**Task requirements:**
[a] Answer these questions using the review post, one answer per line:
(i) Which series type does the writer say is supposed to resemble std::vector?
(ii) What offset value does the writer give as an example that needs an extrinsic value to convert it to an integer offset?
(iii) For what kind of time series does discretization seem useful to the writer?
[b] Reproduce the review post word for word from "How does it" up to and including "for offsets directly?".

--- Begin Text to read ---

Re: [boost] [time_series] Review

9 Aug 2007


      On 8/8/07, Eric Niebler <eric@boost-consulting.com> wrote:
...
...
I'm not really sure why dense_series<> does not allow floating point
offsets.  I understand that it is supposed to resemble std::vector.
However, there is implicitly a relationship between the indices of the
underlying vector and the times represented by the indices.  It is
possible (and quite convenient) for dense_series<> to hold a
discretization_type that represents the start offset, and an interval,
and perform the mapping for me.  The lack of this mapping means that
for dense time series of arbitrary discretization (say 0.5), I have to
multiply all my times by 0.5 in user code when using the time series.
I feel the library should take care of this for me; the fact that the
underlying storage is vector-like should not force me to treat
dense_series<> discretizations differently from all other series'
discretizations.
How does it force you to treat discretizations differently? Whether your
discretization is 1 or 0.5 or whether your underlying storage is dense
or sparse, it doesn't affect how you index into the series, does it? I'm
afraid I've missed your point.
I wrote "discretization" when I meant to say "offset".  Perhaps it's
even that I'm merely confused, but this is actually making my point --
I see a need for clarifying the relationships among disctretization,
offset, and run.  My whole point was that (as I understand it) in
order to represent an offset of 3.14 I need to keep an extrinsic value
somewhere that tells me how to convert between 3.14 and the integer
offset used in dense_series<>' runs.  Is that accurate?  If so, isn't
this at odds with the other series types, which let me specify double
values for offsets directly?
...
...
Nonetheless, it would be best if it were possible to
specify that a sample exists at offset X, where X is double, int, or
units::seconds, without worrying about any other details, including
discretization.  That is, discretization seems useful to me only for
regularly-spaced time series, and seems like noise for
arbitrarily-spaced time series.

--- End Text to read ---
--- Begin Stored records ---

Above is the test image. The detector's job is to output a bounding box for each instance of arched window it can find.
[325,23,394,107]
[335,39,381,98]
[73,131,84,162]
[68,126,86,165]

--- End Stored records ---

**Set of answers:**
[a]
(i) dense_series<>
(ii) 3.14
(iii) Regularly-spaced time series

[b]
How does it force you to treat discretizations differently? Whether your
discretization is 1 or 0.5 or whether your underlying storage is dense
or sparse, it doesn't affect how you index into the series, does it? I'm
afraid I've missed your point.
I wrote "discretization" when I meant to say "offset".  Perhaps it's
even that I'm merely confused, but this is actually making my point --
I see a need for clarifying the relationships among disctretization,
offset, and run.  My whole point was that (as I understand it) in
order to represent an offset of 3.14 I need to keep an extrinsic value
somewhere that tells me how to convert between 3.14 and the integer
offset used in dense_series<>' runs.  Is that accurate?  If so, isn't
this at odds with the other series types, which let me specify double
values for offsets directly?